**TASK DETAILS**
Repeat each line of the material exactly.

** START OF MATERIAL SUPPLIED **

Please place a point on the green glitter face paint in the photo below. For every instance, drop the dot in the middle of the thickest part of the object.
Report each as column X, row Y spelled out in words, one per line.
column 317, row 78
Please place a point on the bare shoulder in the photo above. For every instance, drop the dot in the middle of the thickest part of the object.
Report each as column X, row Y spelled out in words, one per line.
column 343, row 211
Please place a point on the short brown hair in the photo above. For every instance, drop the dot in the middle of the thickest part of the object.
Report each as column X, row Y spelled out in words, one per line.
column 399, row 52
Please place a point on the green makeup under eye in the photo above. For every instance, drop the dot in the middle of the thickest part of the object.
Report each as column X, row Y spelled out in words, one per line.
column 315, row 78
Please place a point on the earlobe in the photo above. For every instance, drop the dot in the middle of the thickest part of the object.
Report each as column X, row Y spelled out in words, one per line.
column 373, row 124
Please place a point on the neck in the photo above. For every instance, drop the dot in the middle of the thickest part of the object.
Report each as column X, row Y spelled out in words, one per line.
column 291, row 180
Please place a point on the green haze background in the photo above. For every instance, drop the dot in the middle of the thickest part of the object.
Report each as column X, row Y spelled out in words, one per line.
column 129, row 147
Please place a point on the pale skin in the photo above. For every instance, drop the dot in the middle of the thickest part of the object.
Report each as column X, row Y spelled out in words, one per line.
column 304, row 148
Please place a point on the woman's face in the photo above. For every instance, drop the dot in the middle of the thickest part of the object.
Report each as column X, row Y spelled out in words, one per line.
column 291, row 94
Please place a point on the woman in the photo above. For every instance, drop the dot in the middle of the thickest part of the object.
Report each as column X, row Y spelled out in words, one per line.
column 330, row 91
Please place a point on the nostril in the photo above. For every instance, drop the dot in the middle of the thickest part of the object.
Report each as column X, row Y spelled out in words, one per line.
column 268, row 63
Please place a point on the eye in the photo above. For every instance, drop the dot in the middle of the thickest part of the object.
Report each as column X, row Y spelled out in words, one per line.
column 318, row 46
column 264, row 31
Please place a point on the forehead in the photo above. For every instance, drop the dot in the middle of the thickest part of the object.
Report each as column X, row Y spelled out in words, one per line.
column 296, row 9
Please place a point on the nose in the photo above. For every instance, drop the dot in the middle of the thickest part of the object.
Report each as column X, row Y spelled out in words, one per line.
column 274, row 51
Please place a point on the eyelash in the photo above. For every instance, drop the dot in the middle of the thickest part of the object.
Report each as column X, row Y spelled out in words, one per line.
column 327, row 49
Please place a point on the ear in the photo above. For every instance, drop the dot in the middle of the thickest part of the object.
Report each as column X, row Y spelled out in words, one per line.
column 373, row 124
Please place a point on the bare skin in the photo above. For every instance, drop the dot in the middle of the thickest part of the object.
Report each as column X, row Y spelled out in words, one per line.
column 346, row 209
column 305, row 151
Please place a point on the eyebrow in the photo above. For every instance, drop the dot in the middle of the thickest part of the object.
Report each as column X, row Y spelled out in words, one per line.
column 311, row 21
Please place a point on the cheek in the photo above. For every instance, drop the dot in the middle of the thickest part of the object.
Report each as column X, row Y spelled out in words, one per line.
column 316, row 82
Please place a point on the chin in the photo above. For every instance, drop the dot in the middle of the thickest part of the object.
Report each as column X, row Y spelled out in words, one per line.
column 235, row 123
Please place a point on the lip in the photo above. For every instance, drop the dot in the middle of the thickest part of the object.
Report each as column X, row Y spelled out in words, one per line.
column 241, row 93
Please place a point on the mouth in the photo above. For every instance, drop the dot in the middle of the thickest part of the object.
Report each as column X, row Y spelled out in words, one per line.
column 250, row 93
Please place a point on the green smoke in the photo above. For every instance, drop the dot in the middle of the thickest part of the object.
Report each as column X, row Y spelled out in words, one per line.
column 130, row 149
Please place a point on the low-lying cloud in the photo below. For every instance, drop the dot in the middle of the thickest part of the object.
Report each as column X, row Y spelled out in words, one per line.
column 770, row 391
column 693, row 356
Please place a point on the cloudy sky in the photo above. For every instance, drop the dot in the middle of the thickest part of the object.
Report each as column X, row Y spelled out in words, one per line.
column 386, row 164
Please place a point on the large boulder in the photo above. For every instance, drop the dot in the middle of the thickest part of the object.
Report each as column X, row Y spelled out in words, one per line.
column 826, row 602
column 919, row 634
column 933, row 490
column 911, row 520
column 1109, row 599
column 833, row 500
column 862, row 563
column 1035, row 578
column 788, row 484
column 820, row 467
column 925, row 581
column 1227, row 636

** END OF MATERIAL SUPPLIED **

**TASK ANSWER**
Please place a point on the green glitter face paint in the photo below. For every instance, drop the dot in the middle of the thickest part of the object.
Report each as column X, row Y spelled out in words, one per line.
column 317, row 78
Please place a point on the bare shoulder in the photo above. For every instance, drop the dot in the middle of the thickest part of the object.
Report each as column X, row Y spelled out in words, one per line.
column 343, row 211
Please place a point on the short brown hair in the photo above. For every instance, drop the dot in the middle of the thickest part of the object.
Report each as column X, row Y spelled out in words, one per line.
column 399, row 52
Please place a point on the green makeup under eye in the photo above. For every instance, drop the dot in the middle of the thickest part of the object.
Report each as column X, row Y spelled out in words, one per line.
column 315, row 78
Please place a point on the earlobe in the photo above. For every instance, drop the dot in the middle of the thickest part of the object.
Report each as column X, row Y spelled out in words, one per line.
column 373, row 124
Please place a point on the neck in the photo above. For every instance, drop the dot in the middle of the thickest part of the object.
Report each as column X, row Y spelled out in words, one per line.
column 291, row 180
Please place a point on the green haze background in the photo above. For every instance, drop the dot in the middle of the thickest part of the object.
Report each as column X, row Y spelled out in words, one per line.
column 129, row 147
Please place a point on the pale skin in the photo above. For every instance, drop the dot in the middle of the thickest part of the object.
Report each as column X, row Y spelled out in words, one per line.
column 304, row 148
Please place a point on the woman's face in the photo above. For every instance, drop the dot in the middle of the thickest part of the object.
Report each as column X, row Y spelled out in words, one per line.
column 291, row 94
Please place a point on the woman in the photo above. For every instance, drop the dot in the middle of the thickest part of the object.
Report each as column X, row Y spelled out in words, one per line.
column 330, row 91
Please place a point on the nostril in the photo above. For every instance, drop the dot in the middle of the thickest part of the object.
Report each as column X, row Y spelled out in words, one per line.
column 268, row 63
Please place a point on the eye in the photo above. For every instance, drop the dot in the middle of the thickest part of the object.
Report each as column X, row Y spelled out in words, one per line.
column 318, row 46
column 264, row 31
Please place a point on the forehead in the photo above. For every instance, drop the dot in the middle of the thickest part of the object.
Report each as column X, row Y spelled out in words, one per line.
column 296, row 9
Please place a point on the nose in the photo above. For every instance, drop the dot in the middle of the thickest part of the object.
Report each as column X, row Y spelled out in words, one per line.
column 274, row 51
Please place a point on the eyelash in the photo above. For every instance, drop the dot in the middle of the thickest part of the object.
Report each as column X, row Y spelled out in words, one per line.
column 327, row 49
Please place a point on the ear in the photo above. For every instance, drop the dot in the middle of the thickest part of the object.
Report each as column X, row Y spelled out in words, one per line.
column 373, row 124
Please place a point on the bare skin in the photo above. For every instance, drop the dot in the middle of the thickest part of the object.
Report each as column X, row Y spelled out in words, one per line.
column 346, row 209
column 305, row 151
Please place a point on the eyebrow in the photo above. For every instance, drop the dot in the middle of the thickest part of the object.
Report each as column X, row Y spelled out in words, one per line.
column 311, row 21
Please place a point on the cheek in the photo above. For every instance, drop the dot in the middle of the thickest part of the object.
Report each as column X, row Y spelled out in words, one per line.
column 316, row 82
Please place a point on the chin in the photo above. For every instance, drop the dot in the middle of the thickest part of the object.
Report each as column X, row Y spelled out in words, one per line.
column 235, row 123
Please place a point on the lip in the photo above. For every instance, drop the dot in the middle of the thickest part of the object.
Report each as column X, row Y spelled out in words, one per line.
column 241, row 93
Please place a point on the mouth in the photo above. For every instance, drop the dot in the middle of the thickest part of the object.
Report each as column X, row Y spelled out in words, one per line.
column 250, row 93
Please place a point on the green smoke in the photo above. For every instance, drop the dot in the middle of the thickest part of the object.
Report each as column X, row Y spelled out in words, one per line.
column 130, row 149
Please place a point on the low-lying cloud in the photo below. For every instance, drop the dot in the middle of the thickest part of the object.
Report each as column X, row Y spelled out in words, one per line.
column 770, row 391
column 693, row 356
Please place a point on the cloudy sky in the photo above. For every instance, drop the dot in the middle of the thickest part of the object.
Report each as column X, row Y spelled out in words, one per line.
column 386, row 164
Please place a point on the large boulder in the photo above. For every instance, drop the dot in the middle of the thickest part of the object.
Report each as column X, row Y spelled out in words, one per line.
column 826, row 602
column 919, row 634
column 933, row 490
column 911, row 520
column 1109, row 599
column 833, row 500
column 862, row 563
column 1035, row 578
column 788, row 484
column 820, row 467
column 925, row 581
column 1227, row 636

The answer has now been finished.